--- Required work ---
Every line of the material below must be repeated exactly.

------------------------------------

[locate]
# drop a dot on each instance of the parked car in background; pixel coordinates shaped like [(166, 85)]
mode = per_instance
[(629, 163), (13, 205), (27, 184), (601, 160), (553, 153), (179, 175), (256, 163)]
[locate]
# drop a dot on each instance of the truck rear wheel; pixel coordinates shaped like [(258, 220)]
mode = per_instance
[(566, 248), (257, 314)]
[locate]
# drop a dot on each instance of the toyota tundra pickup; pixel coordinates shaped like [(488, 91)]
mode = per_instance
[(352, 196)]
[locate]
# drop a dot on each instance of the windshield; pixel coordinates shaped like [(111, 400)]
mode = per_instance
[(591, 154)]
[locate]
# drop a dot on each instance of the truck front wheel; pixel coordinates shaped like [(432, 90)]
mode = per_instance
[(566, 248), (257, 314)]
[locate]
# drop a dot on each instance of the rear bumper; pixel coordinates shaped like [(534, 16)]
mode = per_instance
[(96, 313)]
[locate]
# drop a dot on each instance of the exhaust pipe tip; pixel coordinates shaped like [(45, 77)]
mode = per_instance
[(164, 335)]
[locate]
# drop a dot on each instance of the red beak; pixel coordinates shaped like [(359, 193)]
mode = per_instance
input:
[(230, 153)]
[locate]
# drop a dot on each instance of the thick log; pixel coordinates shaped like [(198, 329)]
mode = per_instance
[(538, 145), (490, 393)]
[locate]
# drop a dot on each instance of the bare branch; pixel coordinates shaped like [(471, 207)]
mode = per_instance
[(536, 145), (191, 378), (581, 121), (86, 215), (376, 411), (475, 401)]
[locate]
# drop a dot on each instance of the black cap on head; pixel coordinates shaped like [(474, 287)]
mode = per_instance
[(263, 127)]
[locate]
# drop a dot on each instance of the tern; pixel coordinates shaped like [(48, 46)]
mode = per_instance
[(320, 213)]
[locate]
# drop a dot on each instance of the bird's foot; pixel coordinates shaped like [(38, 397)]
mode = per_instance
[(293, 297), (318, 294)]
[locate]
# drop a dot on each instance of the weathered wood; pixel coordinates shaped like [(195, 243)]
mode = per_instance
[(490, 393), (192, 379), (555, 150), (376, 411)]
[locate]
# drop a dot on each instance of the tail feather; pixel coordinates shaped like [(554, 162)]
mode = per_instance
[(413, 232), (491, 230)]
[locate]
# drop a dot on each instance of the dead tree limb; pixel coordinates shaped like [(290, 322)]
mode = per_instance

------------------------------------

--- Worked answer ---
[locate]
# drop a dot on each instance of the parked car in background; pixel coordinates shaped like [(166, 85)]
mode = per_instance
[(629, 163), (13, 205), (27, 184), (601, 160), (553, 153), (179, 175), (256, 163)]
[locate]
# drop a dot on each instance of the truck rear wheel; pixel coordinates shaped like [(258, 220)]
mode = per_instance
[(566, 248), (257, 314)]
[locate]
# drop a dot on each instance of the toyota tundra pickup; pixel coordinates shaped like [(488, 91)]
mode = per_instance
[(352, 196)]
[locate]
# drop a dot on each instance of the windshield; pixel coordinates shaped like [(111, 400)]
mode = per_instance
[(591, 154)]
[locate]
# drop a dot on each instance of the truck front wheel; pixel coordinates shaped like [(432, 90)]
mode = per_instance
[(566, 248), (257, 314)]
[locate]
# drop a dot on each instance of the rear bumper; pixel coordinates shaped like [(534, 16)]
mode = per_instance
[(96, 313)]
[locate]
# drop a dot on each instance of the exhaust pipe tip; pixel coordinates shaped like [(45, 77)]
mode = per_instance
[(164, 335)]
[locate]
# drop a dot on each instance of the red beak; pixel coordinates shaped like [(359, 193)]
mode = per_instance
input:
[(230, 153)]
[locate]
# drop a dot on each instance of the thick log; pixel coordinates shaped like [(198, 329)]
mode = per_instance
[(538, 145), (490, 393)]
[locate]
# drop a dot on each instance of the bare branch; pixel coordinates shaped like [(471, 207)]
mode = per_instance
[(536, 145), (191, 378), (581, 121), (86, 215), (376, 411), (475, 401)]
[locate]
# drop a dot on each instance of the black cap on head; pixel coordinates shaped like [(474, 287)]
mode = per_instance
[(263, 127)]
[locate]
# drop a dot on each instance of the tern; pixel coordinates shaped like [(48, 46)]
mode = per_instance
[(320, 213)]
[locate]
# drop a dot on each instance of the bird's foot; pixel coordinates shaped like [(38, 397)]
mode = per_instance
[(293, 297), (318, 294)]
[locate]
# drop a dot on each instance of the weathered wood; pixel coordinates shaped like [(195, 243)]
mode = per_instance
[(490, 393), (192, 379), (555, 150), (376, 411)]
[locate]
# drop a dot on each instance of the tail feather; pixel coordinates shaped like [(554, 162)]
mode = per_instance
[(413, 232), (491, 230)]
[locate]
# drop a dot on each instance of the dead tree limb; pixel coordinates shaped like [(290, 322)]
mode = per_instance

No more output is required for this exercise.